▶ PROBLEM DETAILS:
Give back all the data exactly, line by line.

───── MATERIAL SHOWN

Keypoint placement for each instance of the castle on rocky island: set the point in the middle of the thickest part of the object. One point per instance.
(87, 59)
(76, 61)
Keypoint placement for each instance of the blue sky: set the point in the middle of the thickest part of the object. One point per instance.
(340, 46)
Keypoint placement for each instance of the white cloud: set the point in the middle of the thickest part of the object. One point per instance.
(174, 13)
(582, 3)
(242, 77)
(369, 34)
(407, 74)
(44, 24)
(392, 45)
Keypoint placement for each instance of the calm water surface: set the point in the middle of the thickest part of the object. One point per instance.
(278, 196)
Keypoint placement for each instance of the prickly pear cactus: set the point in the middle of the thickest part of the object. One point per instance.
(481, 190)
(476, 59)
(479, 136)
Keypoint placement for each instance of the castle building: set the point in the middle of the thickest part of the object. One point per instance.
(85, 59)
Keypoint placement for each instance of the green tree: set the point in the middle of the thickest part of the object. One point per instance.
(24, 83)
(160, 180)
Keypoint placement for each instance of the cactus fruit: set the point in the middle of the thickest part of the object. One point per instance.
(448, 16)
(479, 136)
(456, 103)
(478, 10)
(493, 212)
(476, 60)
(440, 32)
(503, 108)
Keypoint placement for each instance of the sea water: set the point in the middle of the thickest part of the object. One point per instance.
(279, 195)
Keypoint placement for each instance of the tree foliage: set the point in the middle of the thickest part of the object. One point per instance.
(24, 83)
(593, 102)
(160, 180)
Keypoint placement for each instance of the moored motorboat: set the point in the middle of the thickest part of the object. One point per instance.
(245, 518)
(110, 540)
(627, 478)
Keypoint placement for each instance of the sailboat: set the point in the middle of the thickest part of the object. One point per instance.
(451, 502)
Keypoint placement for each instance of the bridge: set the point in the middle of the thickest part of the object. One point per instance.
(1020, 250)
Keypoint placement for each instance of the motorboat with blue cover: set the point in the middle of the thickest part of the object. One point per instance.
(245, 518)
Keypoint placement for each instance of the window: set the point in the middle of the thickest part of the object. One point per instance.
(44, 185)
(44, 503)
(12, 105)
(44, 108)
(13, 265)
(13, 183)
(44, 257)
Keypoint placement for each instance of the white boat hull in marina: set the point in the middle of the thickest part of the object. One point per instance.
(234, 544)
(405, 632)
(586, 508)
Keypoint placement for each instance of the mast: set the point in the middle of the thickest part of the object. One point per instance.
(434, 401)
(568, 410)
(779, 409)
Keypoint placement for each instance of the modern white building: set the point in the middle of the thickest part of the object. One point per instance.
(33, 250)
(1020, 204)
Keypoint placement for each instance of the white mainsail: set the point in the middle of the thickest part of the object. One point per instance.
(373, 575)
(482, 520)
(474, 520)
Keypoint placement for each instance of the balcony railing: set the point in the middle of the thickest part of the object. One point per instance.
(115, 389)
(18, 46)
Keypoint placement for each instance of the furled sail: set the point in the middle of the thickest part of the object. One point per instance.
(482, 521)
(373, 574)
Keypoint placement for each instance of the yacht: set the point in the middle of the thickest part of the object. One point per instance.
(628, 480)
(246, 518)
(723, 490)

──────────

▶ TASK OUTPUT:
Keypoint placement for each instance of the castle on rocky island: set the point in the middle of the thickest part of the object. One point per instance.
(87, 59)
(76, 61)
Keypoint placement for each instance of the blue sky: set the point in the middle of the thickest part of the object. One point per instance.
(340, 46)
Keypoint placement for each instance of the white cloud: set the point in the middle of the thickest part of the object. One point per instance.
(174, 13)
(582, 3)
(242, 77)
(369, 34)
(407, 74)
(44, 24)
(392, 45)
Keypoint placement for each instance of the calm water surface: set the point in the middle of the thickest part of the object. One point per instance.
(278, 196)
Keypoint placement for each instance of the prickly pear cactus: set the point in the middle of the thickest part of the object. One point per instance.
(481, 190)
(476, 59)
(479, 136)
Keypoint placement for each instance of the castle building: set the point in the middle of the thickest part of the object. One point per instance.
(85, 59)
Keypoint placement for each instance of the green tree: set the point in the middle of the thickest part of the object. One point per instance.
(24, 83)
(160, 180)
Keypoint placement for each instance of the cactus fruit: set the point in the middle of the thickest part of the object. One point per instance.
(448, 16)
(479, 136)
(456, 103)
(478, 10)
(493, 212)
(476, 60)
(440, 32)
(503, 108)
Keypoint placement for each instance of the sea water: set the point in the middle of the thickest part of the object. One point per instance.
(279, 195)
Keypoint placement for each instance of the tree foliage: set the point in the middle of the thickest part of the object. One point per instance.
(24, 83)
(593, 102)
(160, 180)
Keypoint placement for each instance of the moored motorboat: set the point in the middle of the thickest part of the object. One point per instance.
(245, 518)
(110, 540)
(627, 478)
Keypoint placement for each instance of the sailboat: set the point in the middle of the thickest part of the object. One point per instance.
(451, 502)
Keypoint placement for each instance of the bridge: set the point in the middle of the thickest part of the object. One point per instance.
(1020, 250)
Keypoint placement for each instance of the motorboat with blue cover: set the point in the middle of the thickest part of the object. One point per instance.
(245, 518)
Keypoint placement for each instance of the window: set the point in the middle of the thickest part of the object. One point per instance.
(44, 185)
(44, 503)
(12, 105)
(44, 108)
(13, 265)
(13, 183)
(44, 257)
Keypoint placement for each instance of the white boat hull in marina: set the point in the middle of the thickest part of the object. One point per instance.
(234, 544)
(405, 632)
(586, 508)
Keypoint placement for each instance of the mast: set the point in the middle of the thickest part of the object. One point per instance.
(434, 401)
(568, 410)
(779, 409)
Keypoint placement for each instance of the modern white building: set the point in the middle of the thickest part of the object. One point per instance.
(33, 250)
(1020, 204)
Keypoint placement for each instance of the white mainsail: set the point in the middle of the thickest part of the object. One point per instance.
(373, 575)
(482, 520)
(474, 520)
Keypoint placement for each instance of the balcony railing: set the point in the middle of the thickest part of the object. One point per instance.
(115, 389)
(18, 46)
Keypoint placement for each instance of the furled sail: set the point in the middle of the thickest part of the object. One point per instance.
(482, 521)
(373, 574)
Keypoint placement for each instance of the yacht: set the point in the middle of the thickest part of the object. One point per instance.
(628, 480)
(246, 518)
(723, 490)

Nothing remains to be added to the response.